- _What you should do_:
Begin at the line that has "of the roof" and stop after the last of the rows. Write every line in that span out again in full, moving each x and y coordinate in the answers by adding 85 to it.

# Start of Records for this exercise

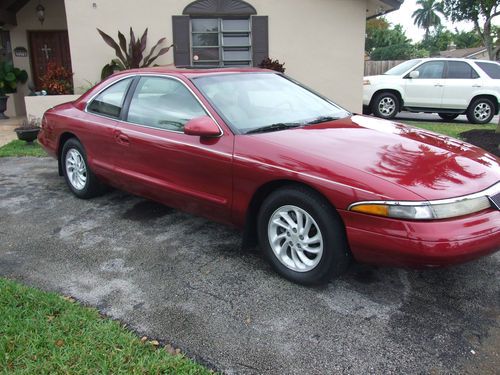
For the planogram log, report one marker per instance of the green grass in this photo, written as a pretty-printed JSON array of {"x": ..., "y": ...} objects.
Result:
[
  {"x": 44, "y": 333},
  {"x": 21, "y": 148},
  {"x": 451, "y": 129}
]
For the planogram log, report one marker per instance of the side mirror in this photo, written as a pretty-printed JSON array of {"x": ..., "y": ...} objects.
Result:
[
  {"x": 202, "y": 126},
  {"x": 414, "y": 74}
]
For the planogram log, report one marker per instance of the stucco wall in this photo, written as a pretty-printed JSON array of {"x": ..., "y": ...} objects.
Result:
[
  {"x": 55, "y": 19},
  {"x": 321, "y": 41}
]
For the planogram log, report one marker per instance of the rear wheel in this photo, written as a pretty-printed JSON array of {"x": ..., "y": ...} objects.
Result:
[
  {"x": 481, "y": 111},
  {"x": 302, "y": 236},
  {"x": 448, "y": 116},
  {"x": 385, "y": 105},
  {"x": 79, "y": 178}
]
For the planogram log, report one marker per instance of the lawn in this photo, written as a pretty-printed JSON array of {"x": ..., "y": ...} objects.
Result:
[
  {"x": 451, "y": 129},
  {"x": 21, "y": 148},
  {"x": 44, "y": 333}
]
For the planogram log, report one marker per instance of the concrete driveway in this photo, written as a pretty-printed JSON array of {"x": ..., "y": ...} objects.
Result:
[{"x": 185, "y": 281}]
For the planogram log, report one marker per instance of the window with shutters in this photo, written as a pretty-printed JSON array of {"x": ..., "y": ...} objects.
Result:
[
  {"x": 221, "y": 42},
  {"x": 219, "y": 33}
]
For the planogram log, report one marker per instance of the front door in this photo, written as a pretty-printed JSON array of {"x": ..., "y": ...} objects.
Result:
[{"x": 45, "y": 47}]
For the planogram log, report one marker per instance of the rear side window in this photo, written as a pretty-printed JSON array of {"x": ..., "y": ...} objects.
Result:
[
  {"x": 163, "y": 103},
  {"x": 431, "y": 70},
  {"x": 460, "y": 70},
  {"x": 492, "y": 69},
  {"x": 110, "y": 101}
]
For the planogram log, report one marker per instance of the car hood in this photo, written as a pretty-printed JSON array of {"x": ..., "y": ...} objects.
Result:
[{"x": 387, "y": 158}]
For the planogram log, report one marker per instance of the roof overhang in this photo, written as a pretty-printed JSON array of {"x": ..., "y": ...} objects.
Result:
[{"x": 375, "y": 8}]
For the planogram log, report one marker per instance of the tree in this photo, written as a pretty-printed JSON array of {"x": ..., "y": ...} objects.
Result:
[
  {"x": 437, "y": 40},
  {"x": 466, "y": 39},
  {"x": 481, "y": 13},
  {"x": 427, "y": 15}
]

# End of Records for this exercise

- _The completed task_:
For the planogram log, report one marker per instance of the roof overhang in this photo, written as a pretty-printed JSON array of {"x": ..., "y": ...} objects.
Result:
[{"x": 460, "y": 93}]
For the planogram log, report one marker per instance of the tree in this photo, written as a pretty-printed JSON array of {"x": ..., "y": ...} objects.
Result:
[
  {"x": 522, "y": 125},
  {"x": 551, "y": 124},
  {"x": 566, "y": 98},
  {"x": 512, "y": 100}
]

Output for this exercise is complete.